═══ Excerpted data ═══

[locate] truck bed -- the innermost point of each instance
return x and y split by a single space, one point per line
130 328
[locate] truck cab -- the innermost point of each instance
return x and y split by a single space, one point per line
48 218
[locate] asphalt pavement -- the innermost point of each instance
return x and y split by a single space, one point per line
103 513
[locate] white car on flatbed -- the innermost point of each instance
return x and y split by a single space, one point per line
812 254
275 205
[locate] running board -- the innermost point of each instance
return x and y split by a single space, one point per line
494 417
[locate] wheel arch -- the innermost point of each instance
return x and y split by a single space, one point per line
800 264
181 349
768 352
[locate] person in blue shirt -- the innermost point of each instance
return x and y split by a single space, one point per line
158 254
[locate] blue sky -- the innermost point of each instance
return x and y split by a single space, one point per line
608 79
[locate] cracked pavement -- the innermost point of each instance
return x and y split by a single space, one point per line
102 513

═══

Problem statement >>
Could every entry above be printed again, word for word?

Problem solution >>
[locate] truck bed -- the innermost point of each instance
return x and y split by a single space, one point per line
130 328
[locate] truck cab -- the innermost point of each instance
return x and y split by a single space, one point per line
48 218
[locate] asphalt pavement -- the innermost point of each instance
return x and y split by a single space, one point per line
103 513
[locate] white car on flatbed -- the innermost point of each instance
return x and y split by a single space, one point per line
812 254
275 205
[locate] running board -- the innermost point of each instance
return x and y split by a single space, one point per line
494 417
[locate] wheel arch -- the innermost point of each instance
return x and y split by a single space, one point per line
800 264
181 349
768 352
[locate] person in blue shirt -- the innermost point of each instance
return x and y split by a single space, one point per line
158 254
[locate] blue sky -- the innermost point of each instance
return x and y split by a single space, one point per line
608 79
[locate] cracked pavement -- the innermost point of each instance
return x and y split by a single space, one point per line
102 513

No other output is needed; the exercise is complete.